## Supplied text

******

I must admit Craig does work for me sometimes, he feels right.
I don't picture anyone in particular. Although, I sort of imagine the book Bond as a cross between Ranulph Fiennes and the late Duke of Edinburgh; distinctly upper-class Englishmen (although much like Bond, the Duke wasn't actually English), but with a tougher edge, and an imposing, slightly intimidating presence.
Funnily enough, I was just watching an episode of the UK Crimewatch from the late-80s, and one of the police officers in the reconstruction looked exactly like Hoagy Carmichael.
The one I remember is him in Blades during MR and he imagines how the other patrons would see him. I think he acknowledges that there's something a bit alien and Un-English about him, especially with his tan from the previous book. Reed I can more easily imagine when Bond is being humorous (or let's be honest, a bit of a d*ck, especially when he's trying to wind up the villains) in Fleming, and Plummer when he has to be a bit colder.
Yeah, I know what you mean, it does seem a bit of a cheat. Especially when, I'd say, it kind of doesn't really matter exactly how they look.

******

## Given instruction
Update the discussion of picturing Bond by reproducing everything from "Funnily enough, I" down to "a bit colder.", with "police officers" changed to "detectives".

******

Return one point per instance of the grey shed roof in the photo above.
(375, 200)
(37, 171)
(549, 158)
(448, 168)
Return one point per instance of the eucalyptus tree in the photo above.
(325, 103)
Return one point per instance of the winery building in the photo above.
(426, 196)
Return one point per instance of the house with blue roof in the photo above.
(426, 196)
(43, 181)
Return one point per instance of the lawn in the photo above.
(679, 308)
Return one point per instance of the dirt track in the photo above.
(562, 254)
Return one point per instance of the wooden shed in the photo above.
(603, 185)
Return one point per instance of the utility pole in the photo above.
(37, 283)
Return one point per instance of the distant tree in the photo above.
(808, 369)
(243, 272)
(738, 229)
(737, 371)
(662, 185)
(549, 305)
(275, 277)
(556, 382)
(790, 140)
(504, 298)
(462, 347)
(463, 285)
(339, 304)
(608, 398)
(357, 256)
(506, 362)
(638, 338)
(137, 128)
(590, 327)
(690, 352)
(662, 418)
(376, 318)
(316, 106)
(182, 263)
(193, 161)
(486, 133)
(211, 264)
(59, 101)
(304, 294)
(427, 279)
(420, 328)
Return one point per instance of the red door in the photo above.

******

## Exercise output
Funnily enough, I was just watching an episode of the UK Crimewatch from the late-80s, and one of the detectives in the reconstruction looked exactly like Hoagy Carmichael.
The one I remember is him in Blades during MR and he imagines how the other patrons would see him. I think he acknowledges that there's something a bit alien and Un-English about him, especially with his tan from the previous book. Reed I can more easily imagine when Bond is being humorous (or let's be honest, a bit of a d*ck, especially when he's trying to wind up the villains) in Fleming, and Plummer when he has to be a bit colder.